◆ Task: Return only the stretch of the material below that begins with the line containing "Target: candy melt leaf decoration" and ends with the line containing "Target: wood grain table", exactly; both of those lines belong to it.

◆ Provided data:

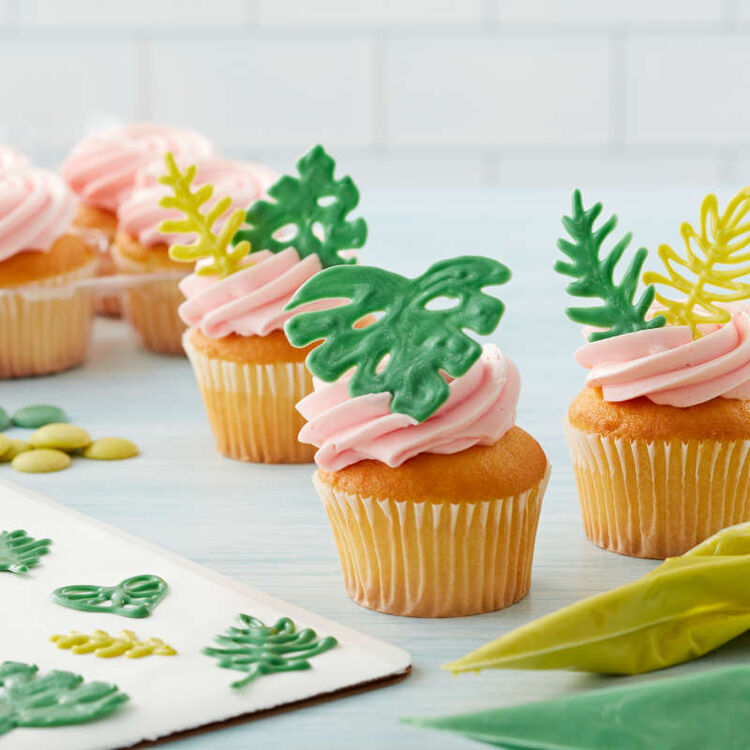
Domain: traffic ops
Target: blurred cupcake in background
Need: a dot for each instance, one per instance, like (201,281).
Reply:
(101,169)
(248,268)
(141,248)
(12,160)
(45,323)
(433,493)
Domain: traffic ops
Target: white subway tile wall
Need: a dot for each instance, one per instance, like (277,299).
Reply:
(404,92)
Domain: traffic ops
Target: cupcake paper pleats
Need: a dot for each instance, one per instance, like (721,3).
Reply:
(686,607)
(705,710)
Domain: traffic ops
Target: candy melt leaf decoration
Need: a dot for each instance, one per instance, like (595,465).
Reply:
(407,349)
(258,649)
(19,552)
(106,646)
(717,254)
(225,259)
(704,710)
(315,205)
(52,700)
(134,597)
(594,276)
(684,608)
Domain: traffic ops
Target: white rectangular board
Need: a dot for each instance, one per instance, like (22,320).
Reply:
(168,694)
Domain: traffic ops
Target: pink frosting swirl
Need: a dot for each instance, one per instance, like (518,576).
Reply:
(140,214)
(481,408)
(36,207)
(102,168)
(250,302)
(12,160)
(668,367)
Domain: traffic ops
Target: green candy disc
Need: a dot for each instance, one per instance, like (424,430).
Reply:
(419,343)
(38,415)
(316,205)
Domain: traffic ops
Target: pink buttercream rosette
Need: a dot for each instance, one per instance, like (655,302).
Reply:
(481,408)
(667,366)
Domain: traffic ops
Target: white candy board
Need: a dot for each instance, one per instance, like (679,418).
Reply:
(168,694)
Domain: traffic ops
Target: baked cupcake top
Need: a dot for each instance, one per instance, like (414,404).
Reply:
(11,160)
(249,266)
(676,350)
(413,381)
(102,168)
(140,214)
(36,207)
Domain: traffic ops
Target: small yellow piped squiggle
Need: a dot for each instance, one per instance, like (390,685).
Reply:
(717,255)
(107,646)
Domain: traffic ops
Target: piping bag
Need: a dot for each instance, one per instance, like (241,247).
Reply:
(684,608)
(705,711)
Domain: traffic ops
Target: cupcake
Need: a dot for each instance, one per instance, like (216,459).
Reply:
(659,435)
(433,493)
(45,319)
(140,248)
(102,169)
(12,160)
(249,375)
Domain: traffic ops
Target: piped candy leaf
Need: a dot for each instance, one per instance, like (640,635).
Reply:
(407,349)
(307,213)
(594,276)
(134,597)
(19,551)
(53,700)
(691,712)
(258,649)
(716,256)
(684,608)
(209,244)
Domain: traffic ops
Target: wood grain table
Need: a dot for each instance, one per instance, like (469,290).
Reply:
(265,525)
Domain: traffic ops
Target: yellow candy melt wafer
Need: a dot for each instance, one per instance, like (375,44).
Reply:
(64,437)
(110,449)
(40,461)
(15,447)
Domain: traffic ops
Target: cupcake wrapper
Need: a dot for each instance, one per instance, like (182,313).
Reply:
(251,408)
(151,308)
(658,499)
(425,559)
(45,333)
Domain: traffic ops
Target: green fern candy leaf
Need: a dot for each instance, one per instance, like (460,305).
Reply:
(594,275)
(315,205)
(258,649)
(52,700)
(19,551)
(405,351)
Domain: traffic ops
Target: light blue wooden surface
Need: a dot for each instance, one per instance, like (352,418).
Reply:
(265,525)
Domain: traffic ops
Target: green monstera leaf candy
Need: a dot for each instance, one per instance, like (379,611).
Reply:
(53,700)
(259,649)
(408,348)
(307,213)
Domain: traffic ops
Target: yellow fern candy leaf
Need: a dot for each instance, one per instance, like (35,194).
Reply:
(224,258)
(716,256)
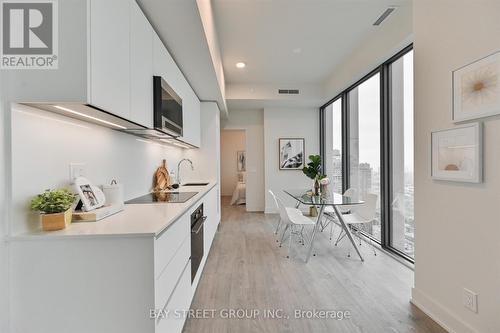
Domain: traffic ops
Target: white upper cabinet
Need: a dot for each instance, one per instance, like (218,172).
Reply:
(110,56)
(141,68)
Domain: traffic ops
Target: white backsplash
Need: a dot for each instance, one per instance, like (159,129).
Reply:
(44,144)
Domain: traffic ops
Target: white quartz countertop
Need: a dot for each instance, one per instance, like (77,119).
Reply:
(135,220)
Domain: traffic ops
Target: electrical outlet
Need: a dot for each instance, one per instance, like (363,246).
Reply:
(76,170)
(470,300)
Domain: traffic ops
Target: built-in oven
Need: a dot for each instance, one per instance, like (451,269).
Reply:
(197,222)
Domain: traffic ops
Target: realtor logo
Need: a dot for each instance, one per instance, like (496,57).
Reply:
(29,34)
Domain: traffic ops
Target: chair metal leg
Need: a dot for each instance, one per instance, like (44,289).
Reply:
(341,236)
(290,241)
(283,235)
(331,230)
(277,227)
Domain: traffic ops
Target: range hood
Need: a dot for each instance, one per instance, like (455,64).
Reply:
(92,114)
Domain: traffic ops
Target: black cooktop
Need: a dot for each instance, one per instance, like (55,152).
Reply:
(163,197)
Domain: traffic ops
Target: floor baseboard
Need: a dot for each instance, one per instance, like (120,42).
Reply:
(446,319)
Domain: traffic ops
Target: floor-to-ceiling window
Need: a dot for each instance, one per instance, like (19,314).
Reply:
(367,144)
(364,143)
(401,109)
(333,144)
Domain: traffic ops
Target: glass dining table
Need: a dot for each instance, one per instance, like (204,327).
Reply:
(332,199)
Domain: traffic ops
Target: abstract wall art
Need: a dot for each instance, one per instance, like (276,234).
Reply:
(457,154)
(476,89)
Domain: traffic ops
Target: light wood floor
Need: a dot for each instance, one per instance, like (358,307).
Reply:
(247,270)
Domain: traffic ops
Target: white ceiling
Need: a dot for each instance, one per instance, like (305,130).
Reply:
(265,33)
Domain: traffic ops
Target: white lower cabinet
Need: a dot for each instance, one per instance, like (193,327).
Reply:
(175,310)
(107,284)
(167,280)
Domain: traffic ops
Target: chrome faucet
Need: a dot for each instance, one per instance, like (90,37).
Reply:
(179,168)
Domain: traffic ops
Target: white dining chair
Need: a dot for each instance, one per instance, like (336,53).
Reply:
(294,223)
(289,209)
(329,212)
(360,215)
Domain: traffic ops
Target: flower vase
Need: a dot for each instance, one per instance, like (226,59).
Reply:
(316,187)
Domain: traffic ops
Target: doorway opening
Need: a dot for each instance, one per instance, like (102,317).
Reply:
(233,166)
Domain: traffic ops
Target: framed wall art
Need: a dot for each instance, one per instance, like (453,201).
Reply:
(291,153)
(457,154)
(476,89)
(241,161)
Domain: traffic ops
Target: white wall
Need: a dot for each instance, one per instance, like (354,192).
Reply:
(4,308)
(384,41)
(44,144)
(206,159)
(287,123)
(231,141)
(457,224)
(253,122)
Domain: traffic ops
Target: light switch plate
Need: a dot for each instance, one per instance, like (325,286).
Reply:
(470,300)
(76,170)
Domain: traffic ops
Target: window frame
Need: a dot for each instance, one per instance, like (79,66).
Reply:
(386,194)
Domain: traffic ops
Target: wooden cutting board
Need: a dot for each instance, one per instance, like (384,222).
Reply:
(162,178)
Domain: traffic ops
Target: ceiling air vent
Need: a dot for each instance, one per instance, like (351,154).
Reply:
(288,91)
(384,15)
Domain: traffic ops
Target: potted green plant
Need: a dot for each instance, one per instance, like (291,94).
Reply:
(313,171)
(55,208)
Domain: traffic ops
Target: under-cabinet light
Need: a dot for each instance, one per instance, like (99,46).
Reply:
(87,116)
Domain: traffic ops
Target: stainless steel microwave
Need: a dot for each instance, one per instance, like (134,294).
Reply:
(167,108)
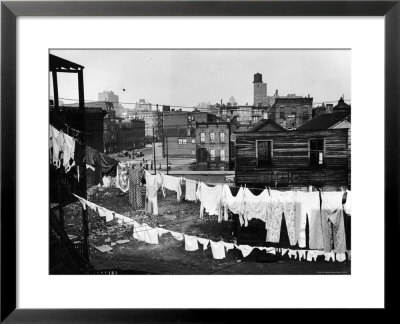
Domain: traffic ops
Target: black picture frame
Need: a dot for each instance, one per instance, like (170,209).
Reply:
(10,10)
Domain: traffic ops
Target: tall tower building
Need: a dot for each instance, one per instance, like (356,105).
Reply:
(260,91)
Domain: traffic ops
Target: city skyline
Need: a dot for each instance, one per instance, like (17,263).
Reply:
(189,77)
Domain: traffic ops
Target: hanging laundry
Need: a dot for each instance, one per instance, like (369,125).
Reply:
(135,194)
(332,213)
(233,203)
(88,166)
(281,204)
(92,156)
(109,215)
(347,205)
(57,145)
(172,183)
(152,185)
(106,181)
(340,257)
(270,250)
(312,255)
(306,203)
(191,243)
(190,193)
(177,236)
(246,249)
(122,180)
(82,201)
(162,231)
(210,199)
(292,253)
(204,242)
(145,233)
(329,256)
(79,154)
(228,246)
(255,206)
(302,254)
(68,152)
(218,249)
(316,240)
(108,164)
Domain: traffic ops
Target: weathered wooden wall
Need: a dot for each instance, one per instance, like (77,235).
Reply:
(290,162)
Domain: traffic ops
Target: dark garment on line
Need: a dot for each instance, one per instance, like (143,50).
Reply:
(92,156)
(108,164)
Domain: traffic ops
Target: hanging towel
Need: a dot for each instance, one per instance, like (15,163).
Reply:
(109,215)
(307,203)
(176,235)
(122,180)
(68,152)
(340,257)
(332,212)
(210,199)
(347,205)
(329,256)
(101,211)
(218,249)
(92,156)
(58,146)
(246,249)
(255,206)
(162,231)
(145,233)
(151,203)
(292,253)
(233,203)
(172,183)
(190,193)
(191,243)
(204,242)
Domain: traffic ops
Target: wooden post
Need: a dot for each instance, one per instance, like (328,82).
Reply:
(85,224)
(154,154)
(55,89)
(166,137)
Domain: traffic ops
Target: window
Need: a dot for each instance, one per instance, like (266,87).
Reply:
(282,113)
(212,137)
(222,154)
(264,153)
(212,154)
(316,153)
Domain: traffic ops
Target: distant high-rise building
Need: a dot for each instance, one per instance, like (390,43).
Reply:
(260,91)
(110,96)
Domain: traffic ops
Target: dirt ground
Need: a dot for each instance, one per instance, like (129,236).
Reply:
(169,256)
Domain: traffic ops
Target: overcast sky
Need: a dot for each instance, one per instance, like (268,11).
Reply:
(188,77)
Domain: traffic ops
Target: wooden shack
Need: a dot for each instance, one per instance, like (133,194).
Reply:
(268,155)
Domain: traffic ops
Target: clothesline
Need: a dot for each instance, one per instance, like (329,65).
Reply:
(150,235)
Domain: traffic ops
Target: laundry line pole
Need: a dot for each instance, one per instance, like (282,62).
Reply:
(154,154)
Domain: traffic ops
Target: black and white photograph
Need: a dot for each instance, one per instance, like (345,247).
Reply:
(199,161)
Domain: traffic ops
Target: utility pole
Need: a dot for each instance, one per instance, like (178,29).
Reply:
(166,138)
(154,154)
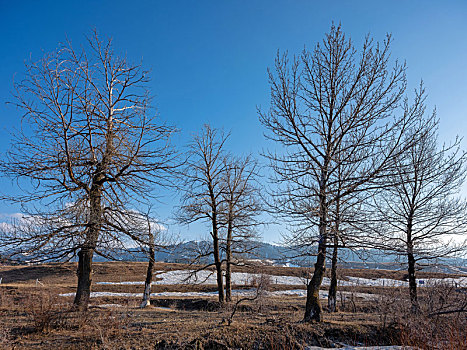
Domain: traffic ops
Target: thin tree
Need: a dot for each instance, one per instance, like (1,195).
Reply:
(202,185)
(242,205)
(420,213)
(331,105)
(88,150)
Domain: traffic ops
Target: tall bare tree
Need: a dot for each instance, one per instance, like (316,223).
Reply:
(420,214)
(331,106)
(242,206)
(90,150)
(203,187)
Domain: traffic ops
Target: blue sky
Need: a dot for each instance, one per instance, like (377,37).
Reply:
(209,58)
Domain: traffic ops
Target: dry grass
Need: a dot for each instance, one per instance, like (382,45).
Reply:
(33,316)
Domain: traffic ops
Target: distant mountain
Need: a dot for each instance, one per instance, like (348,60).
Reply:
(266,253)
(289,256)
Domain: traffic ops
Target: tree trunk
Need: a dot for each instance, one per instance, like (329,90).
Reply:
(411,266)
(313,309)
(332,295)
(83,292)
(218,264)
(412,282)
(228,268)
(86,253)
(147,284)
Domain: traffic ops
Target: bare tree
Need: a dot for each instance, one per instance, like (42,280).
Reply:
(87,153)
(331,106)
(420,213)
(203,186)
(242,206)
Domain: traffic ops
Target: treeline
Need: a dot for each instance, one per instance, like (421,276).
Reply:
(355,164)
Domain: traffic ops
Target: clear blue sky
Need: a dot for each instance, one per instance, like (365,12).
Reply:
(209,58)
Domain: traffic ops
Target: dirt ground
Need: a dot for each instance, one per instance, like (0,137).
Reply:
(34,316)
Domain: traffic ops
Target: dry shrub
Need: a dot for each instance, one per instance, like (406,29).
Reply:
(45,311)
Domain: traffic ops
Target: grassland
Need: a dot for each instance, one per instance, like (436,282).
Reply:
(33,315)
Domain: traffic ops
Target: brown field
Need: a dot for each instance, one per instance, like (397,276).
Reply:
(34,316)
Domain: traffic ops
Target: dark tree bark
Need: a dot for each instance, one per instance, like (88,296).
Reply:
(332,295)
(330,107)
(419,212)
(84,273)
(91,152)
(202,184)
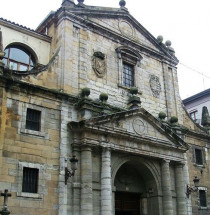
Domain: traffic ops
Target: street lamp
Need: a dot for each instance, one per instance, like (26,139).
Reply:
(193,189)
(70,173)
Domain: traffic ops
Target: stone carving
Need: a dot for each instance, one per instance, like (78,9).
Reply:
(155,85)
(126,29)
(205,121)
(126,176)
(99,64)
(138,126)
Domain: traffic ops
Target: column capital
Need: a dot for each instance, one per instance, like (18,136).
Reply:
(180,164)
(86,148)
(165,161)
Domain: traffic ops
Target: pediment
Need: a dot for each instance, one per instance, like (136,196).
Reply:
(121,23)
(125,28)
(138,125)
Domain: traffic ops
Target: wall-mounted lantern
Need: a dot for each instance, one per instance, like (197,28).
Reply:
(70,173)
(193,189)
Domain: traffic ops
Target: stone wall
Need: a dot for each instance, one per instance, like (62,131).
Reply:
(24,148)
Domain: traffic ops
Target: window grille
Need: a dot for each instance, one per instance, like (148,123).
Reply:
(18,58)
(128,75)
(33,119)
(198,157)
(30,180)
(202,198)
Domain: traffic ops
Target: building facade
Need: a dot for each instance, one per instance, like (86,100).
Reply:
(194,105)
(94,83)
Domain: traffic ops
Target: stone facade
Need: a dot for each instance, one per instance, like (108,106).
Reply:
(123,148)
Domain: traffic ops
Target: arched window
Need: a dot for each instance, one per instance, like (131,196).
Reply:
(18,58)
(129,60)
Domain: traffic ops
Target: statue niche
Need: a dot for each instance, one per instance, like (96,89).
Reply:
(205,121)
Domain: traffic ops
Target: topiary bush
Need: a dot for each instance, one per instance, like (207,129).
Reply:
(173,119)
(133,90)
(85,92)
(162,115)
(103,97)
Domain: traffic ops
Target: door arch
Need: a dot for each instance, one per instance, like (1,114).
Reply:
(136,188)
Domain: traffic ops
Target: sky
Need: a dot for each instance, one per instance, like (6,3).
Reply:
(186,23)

◆ Written response:
Target: candy melt leaf decoration
Need: a dot for each instance, one per instance, like (595,465).
Reply:
(407,349)
(258,649)
(19,552)
(106,646)
(717,254)
(225,259)
(704,710)
(315,205)
(52,700)
(134,597)
(594,276)
(684,608)
Domain: traffic ops
Target: white rectangular board
Need: a dot for each instance, one per instance, like (22,320).
Reply:
(168,694)
Domain: traffic ops
Target: pink frosting swirl
Need: a dot for each instance, one per instance, like (518,576).
Reply:
(140,214)
(481,408)
(36,207)
(102,168)
(250,302)
(12,160)
(668,367)
Domain: traffic ops
Target: green candy disc
Need: a dot for each instance, one per instance, like (424,430).
Reply:
(419,343)
(38,415)
(316,205)
Domain: traffic ops
Target: pink buttercream rosette
Need: a dot for each instance, one per instance, like (655,302).
Reply:
(481,408)
(667,366)
Domain: traffic ops
Target: white candy board
Need: a dot for each instance, one per instance, like (679,418).
Reply:
(168,694)
Domain: traffic ops
Target: baked cupcake top
Need: a dot for each instance, one per instance, like (414,404).
Reply:
(11,160)
(249,266)
(676,350)
(413,381)
(102,168)
(140,214)
(36,207)
Domain: traffic ops
Target: small yellow piped squiggle
Need: a dot for each instance, one per instance, like (390,685).
Reply:
(717,255)
(107,646)
Domain: traffic ops
Target: piping bag
Need: a dot for each instance, one per instance, like (241,247).
Reply:
(684,608)
(705,711)
Domain: traffic ops
Target: cupcake
Need: a dot for each instance, one per instance, like (216,459).
Reply:
(659,435)
(433,493)
(45,319)
(140,248)
(102,169)
(12,160)
(249,375)
Domain: traffic ops
Target: piped candy leaf
Need: a dot for each instance, one per instance, like (640,635).
Reply:
(407,349)
(307,213)
(594,276)
(134,597)
(19,551)
(53,700)
(691,712)
(258,649)
(716,256)
(684,608)
(209,244)
Domain: traffic ops
Target: wood grain table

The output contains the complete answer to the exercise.